__To be done__
Reproduce the following records exactly from the line containing "Warehouse pick-planner input: mark the paper" onward, ending with the last line and including it.
::::::
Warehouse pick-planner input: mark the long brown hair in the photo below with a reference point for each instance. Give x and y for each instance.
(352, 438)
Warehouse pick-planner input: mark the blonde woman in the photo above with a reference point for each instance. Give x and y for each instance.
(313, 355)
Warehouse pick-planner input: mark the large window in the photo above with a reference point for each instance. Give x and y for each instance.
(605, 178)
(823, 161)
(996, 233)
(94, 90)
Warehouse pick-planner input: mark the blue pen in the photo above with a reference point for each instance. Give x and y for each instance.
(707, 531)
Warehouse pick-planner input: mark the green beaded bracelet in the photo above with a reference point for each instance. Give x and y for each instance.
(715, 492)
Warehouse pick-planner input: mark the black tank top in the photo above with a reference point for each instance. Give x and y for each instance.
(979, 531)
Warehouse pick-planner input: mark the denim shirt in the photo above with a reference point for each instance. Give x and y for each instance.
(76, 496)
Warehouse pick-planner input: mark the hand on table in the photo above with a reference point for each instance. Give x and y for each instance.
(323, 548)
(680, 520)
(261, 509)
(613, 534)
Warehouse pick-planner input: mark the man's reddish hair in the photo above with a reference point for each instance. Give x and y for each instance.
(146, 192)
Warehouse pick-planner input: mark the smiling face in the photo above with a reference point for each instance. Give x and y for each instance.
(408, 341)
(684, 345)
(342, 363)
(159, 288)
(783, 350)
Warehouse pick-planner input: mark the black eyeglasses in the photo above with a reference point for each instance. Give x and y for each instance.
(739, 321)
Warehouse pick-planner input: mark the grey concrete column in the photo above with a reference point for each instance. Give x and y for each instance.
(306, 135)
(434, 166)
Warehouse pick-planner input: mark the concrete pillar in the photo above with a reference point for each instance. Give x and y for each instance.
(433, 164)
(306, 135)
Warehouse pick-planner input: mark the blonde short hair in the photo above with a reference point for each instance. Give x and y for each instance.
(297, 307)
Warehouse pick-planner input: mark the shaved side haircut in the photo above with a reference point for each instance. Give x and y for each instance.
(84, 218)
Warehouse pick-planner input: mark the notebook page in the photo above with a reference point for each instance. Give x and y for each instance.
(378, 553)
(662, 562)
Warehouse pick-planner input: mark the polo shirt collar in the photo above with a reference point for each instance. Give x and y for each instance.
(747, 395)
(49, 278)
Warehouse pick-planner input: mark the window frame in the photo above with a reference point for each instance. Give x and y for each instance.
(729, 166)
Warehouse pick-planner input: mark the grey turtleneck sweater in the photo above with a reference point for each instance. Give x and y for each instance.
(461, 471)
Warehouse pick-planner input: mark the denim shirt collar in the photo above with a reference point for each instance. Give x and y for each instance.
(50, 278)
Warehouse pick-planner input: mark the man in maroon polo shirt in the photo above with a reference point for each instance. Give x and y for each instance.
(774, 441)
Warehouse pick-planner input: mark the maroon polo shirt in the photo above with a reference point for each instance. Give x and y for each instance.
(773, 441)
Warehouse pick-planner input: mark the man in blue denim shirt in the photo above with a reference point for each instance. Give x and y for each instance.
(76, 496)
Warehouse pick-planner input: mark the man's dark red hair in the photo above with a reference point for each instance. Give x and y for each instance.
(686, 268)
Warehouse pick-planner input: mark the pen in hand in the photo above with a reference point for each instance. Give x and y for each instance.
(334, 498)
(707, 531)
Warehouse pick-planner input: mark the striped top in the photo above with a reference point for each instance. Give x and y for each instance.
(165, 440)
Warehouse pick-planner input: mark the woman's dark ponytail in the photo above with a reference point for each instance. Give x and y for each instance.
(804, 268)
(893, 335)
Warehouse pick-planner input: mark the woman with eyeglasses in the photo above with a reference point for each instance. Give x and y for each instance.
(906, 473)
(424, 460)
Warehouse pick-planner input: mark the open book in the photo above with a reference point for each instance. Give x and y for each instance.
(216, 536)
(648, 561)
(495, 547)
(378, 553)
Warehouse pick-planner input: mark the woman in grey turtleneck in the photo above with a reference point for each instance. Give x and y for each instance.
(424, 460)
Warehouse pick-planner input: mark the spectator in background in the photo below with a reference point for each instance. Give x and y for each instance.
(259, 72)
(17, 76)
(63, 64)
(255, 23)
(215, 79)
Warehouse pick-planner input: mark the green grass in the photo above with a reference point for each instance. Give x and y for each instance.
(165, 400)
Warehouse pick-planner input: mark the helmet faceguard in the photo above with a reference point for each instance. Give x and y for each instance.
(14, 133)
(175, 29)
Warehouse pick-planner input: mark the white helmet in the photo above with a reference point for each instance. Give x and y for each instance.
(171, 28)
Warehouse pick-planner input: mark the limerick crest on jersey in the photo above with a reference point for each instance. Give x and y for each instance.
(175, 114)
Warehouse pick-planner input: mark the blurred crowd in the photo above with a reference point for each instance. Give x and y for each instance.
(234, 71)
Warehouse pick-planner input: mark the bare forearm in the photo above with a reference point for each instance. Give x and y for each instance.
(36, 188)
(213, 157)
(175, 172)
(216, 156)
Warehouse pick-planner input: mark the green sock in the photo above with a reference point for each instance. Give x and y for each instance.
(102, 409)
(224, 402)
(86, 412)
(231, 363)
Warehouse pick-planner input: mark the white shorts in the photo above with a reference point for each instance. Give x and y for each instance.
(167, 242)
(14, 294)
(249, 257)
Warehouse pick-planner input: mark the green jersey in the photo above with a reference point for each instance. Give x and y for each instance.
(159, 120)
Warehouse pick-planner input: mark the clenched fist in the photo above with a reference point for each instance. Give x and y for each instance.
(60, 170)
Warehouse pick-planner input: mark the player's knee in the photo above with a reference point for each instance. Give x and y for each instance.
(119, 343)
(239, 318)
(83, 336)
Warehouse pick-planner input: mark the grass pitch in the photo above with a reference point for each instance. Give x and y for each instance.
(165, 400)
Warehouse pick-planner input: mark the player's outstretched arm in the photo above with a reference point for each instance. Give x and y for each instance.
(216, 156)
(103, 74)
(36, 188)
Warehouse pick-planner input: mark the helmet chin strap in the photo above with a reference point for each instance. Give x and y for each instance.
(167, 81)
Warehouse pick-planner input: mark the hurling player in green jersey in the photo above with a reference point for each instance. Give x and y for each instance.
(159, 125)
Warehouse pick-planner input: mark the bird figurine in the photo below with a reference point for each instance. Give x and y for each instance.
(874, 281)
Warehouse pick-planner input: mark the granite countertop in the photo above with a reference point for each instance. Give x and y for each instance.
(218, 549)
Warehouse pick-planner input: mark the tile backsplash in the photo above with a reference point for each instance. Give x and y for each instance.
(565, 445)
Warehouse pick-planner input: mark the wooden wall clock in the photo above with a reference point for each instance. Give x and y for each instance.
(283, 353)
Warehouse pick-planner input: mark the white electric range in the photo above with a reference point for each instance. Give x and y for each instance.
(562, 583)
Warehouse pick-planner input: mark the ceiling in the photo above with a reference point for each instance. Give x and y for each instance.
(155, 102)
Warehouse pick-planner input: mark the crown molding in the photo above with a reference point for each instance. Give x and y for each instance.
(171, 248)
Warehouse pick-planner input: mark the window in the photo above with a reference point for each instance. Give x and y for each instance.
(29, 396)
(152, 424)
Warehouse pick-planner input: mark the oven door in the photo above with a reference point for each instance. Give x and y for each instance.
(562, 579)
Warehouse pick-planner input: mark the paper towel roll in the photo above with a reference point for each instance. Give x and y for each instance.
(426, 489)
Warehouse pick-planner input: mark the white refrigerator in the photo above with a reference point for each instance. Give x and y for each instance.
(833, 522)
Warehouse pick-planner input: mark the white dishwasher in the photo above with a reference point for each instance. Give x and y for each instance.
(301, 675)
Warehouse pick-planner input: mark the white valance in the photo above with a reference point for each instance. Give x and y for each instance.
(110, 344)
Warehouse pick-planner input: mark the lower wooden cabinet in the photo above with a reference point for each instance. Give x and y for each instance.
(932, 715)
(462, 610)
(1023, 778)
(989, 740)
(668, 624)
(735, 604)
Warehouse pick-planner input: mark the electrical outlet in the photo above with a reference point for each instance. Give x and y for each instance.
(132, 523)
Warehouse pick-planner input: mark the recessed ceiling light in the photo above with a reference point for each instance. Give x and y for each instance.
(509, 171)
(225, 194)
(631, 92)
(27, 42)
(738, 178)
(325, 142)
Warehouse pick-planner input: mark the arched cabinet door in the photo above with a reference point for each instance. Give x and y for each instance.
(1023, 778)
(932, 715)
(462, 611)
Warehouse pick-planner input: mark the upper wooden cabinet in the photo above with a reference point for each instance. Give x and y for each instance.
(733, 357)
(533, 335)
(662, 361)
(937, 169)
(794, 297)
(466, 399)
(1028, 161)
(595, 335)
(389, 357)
::::::
__Finished answer__
Warehouse pick-planner input: mark the paper towel roll in the photo above with a reference point for each instance. Give x and y for each instance.
(426, 489)
Warehouse pick-planner input: mark the white refrigerator in the photo above with a reference point for each instance. Give x and y for each instance.
(833, 522)
Warehouse pick-planner input: mark the white dishwasher in the photo above with a reference point for each instance. Give x and y for each instance.
(301, 675)
Warehouse pick-planner input: mark the white valance in the photo above with a reference point for each instance. Give x and y for each instance.
(110, 344)
Warehouse pick-planner input: mark the lower wooden cabinet in the photo above with a reference point for each instance. Give x and y for each instance.
(932, 715)
(462, 610)
(1023, 778)
(989, 740)
(668, 624)
(735, 604)
Warehouse pick-planner input: mark the electrical outlet in the photo above with a reference point for each instance. Give x and y for each instance.
(132, 523)
Warehouse pick-planner input: mark the recessed ceiling light in the photo above with a reference point for each instance. Give x and y for each instance.
(509, 171)
(225, 194)
(631, 92)
(27, 42)
(738, 178)
(325, 142)
Warehouse pick-planner input: mark the arched cabinet door in the photo above with a reference point for each instance. Give x and y for each instance.
(1023, 778)
(932, 715)
(462, 611)
Warehouse pick-planner input: mark the upper wooden cabinet in the photo above with a reference point for each instance. Give x and y for each instance.
(733, 357)
(533, 335)
(662, 361)
(937, 169)
(794, 297)
(466, 399)
(1028, 161)
(595, 335)
(389, 357)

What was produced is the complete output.